**Text extract:**

Figure 2a presents examples of micro-Doppler signatures for six human activities, namely walking, sitting down on a chair, standing up, picking up an object, drinking water while standing, and a fall. The positive values of Doppler components correspond with the movements toward the radar sensor, while any movement away from radar generates negative Doppler values. This is evident in Fig. 2 where the person performs walking activity: the main contribution (in red) comes from torso as the subject moves back and forth in front of radar, resulting in alternate values between positive and negative. Examining the fall activity, a strong forward acceleration toward ground is observed. Note that in this figure the spectrograms for each activity were normalized as the distance between radar sensor and subject varies.

**Required task a:** List the six human activities whose micro-Doppler signatures the micro-Doppler text says Figure 2a presents.
The records below are unrelated to the micro-Doppler text.

**Exercise materials:**
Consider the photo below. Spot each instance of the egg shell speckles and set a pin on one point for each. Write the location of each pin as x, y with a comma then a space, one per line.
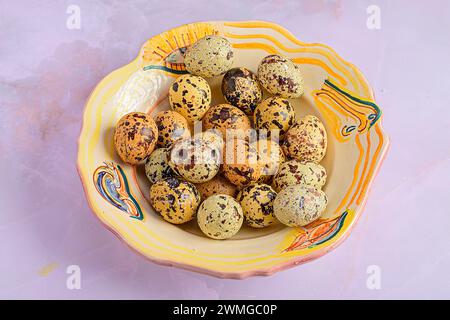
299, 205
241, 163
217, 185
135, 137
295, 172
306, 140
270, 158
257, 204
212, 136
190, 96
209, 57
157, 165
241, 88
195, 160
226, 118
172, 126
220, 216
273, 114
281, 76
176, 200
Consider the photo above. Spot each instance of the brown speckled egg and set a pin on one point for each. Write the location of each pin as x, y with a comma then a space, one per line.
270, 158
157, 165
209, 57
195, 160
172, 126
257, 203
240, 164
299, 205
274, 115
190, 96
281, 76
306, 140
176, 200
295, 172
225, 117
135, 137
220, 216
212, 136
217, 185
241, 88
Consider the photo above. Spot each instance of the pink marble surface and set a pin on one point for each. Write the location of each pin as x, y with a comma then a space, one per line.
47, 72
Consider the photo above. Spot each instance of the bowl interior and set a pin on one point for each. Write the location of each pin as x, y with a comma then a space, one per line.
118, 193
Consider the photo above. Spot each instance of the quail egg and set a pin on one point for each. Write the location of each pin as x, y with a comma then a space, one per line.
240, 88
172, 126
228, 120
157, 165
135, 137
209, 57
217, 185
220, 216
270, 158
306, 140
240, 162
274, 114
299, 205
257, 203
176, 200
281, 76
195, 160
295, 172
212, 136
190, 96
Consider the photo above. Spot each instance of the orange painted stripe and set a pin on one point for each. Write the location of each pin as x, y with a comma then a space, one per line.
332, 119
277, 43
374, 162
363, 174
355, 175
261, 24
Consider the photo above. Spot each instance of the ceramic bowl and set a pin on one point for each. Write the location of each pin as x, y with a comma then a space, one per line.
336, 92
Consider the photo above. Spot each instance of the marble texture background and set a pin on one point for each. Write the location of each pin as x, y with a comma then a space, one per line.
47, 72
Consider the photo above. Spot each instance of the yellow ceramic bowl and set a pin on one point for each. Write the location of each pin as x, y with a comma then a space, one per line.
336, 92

--

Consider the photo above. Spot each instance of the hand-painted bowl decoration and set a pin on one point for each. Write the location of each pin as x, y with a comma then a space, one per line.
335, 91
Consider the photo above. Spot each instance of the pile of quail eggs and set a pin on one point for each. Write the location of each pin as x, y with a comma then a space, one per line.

---

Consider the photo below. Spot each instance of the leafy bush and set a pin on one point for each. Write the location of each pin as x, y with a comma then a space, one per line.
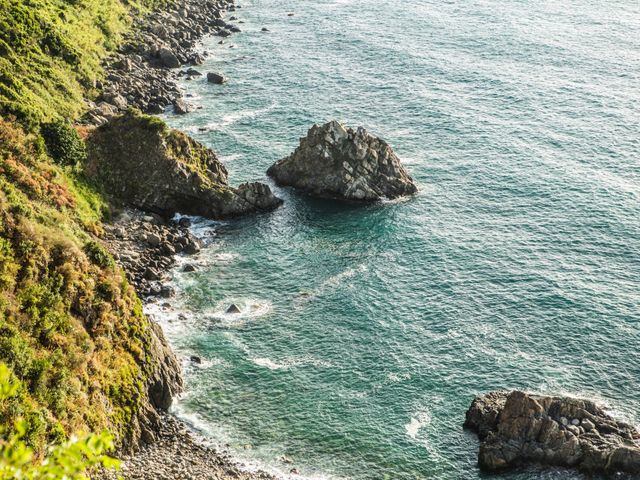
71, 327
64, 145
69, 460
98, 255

**Required task b:** How many lines of the records contain the string "bowl"? Case counts. Reply with the number only.

**Written answer a:**
walking
sitting down on a chair
standing up
picking up an object
drinking water while standing
a fall

**Written answer b:** 4